• What to do: Exactly as written, please repeat the data that follows, but not the pictures.

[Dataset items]
################

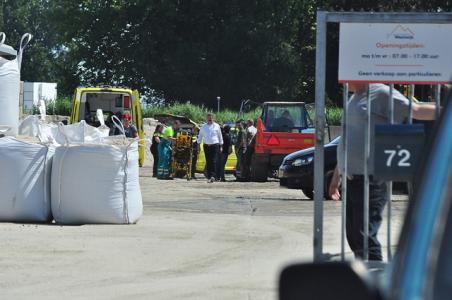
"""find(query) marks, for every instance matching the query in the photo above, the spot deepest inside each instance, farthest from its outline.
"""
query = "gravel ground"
(195, 241)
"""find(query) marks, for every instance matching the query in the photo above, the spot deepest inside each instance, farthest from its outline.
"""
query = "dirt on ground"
(196, 240)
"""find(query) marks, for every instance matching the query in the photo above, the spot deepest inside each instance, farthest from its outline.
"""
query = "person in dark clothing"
(154, 148)
(239, 147)
(223, 155)
(129, 130)
(357, 108)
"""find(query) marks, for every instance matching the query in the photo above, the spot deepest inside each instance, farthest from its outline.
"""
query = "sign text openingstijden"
(395, 53)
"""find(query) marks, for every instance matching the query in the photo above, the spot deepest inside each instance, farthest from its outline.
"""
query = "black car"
(297, 169)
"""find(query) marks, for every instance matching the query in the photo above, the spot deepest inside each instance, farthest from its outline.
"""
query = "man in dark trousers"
(210, 135)
(356, 127)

################

• Output:
"""find(query) marks, for every instance matching the query in the photo above, the spot deepest inside each instance, farthest from its outline.
"""
query = "gravel ground"
(195, 241)
"""find(query) marks, for every instance matching the query in the photo above, the spot deepest inside each instance, farthest from its outline.
"""
query = "dirt on ground"
(196, 240)
"""find(query) marks, for every instance matching the query in the photo above, the spot deepest inside each instance, farthest from its outline.
"""
query = "person in dark clothing"
(154, 148)
(239, 147)
(223, 155)
(129, 130)
(357, 108)
"""find(query) marks, for every instance matching the query in the photo above, the spot deepest inside each instance, farthest from its outline.
"""
query = "sign text openingstijden"
(395, 53)
"""find(query) marks, for every instance matching the query in the photo above, the spot deepest inside each instance, farthest from its outline.
"""
query = "black car"
(297, 169)
"""find(query) marks, for every instance matching the query in the photo above, the spot deepest inside each instance, farthest from its outline.
"""
query = "man in dark trousers"
(210, 135)
(356, 127)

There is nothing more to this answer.